------ RECORDS SHOWN

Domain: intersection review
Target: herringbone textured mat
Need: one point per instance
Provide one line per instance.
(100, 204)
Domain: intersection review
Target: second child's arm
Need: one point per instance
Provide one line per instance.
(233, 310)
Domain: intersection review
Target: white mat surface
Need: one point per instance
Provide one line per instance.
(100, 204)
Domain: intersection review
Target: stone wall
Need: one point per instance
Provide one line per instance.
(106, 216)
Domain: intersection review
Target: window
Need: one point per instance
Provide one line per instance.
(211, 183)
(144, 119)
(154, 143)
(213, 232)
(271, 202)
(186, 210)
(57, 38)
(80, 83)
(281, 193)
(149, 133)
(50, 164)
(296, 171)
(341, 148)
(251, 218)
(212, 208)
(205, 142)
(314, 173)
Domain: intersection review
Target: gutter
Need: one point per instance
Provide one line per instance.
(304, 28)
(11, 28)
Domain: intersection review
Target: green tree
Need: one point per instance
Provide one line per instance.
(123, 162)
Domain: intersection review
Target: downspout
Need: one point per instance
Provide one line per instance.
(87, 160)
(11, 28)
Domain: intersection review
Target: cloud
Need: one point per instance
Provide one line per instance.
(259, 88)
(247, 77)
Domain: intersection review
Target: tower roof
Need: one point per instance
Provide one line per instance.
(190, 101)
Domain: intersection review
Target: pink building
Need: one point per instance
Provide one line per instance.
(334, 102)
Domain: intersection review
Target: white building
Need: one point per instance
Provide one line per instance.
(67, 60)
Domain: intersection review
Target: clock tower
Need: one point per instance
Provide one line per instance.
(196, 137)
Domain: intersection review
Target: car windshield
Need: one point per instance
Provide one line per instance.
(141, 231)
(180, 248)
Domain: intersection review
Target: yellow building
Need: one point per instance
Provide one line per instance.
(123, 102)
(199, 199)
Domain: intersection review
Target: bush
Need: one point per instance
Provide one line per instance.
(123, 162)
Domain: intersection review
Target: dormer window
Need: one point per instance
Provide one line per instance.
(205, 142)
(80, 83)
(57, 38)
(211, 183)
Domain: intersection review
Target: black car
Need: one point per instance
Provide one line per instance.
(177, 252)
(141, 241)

------------
------ RECORDS SHOWN

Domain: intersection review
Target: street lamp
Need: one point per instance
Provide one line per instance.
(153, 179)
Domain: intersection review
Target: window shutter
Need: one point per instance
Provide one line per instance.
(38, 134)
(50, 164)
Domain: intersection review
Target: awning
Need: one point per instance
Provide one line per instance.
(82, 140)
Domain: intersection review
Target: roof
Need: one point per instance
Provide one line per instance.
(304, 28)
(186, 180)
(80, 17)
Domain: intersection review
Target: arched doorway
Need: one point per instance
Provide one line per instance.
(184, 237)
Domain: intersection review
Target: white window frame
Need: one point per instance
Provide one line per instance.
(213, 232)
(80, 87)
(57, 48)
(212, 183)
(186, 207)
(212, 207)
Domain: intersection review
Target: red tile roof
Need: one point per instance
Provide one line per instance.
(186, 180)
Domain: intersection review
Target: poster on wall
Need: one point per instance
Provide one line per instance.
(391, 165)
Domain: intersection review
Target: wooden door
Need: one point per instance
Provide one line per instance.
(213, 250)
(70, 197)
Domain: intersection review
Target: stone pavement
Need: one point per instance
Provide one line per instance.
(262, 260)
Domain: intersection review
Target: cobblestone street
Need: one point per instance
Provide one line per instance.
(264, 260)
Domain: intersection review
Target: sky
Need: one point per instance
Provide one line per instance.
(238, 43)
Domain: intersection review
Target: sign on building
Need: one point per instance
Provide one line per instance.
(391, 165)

------------

### [WRITTEN TASK]
Extract every line of the records that contains the word "white", paying attention to case.

### [EXERCISE ANSWER]
Target: white mat surface
Target: white building
Target: white window frame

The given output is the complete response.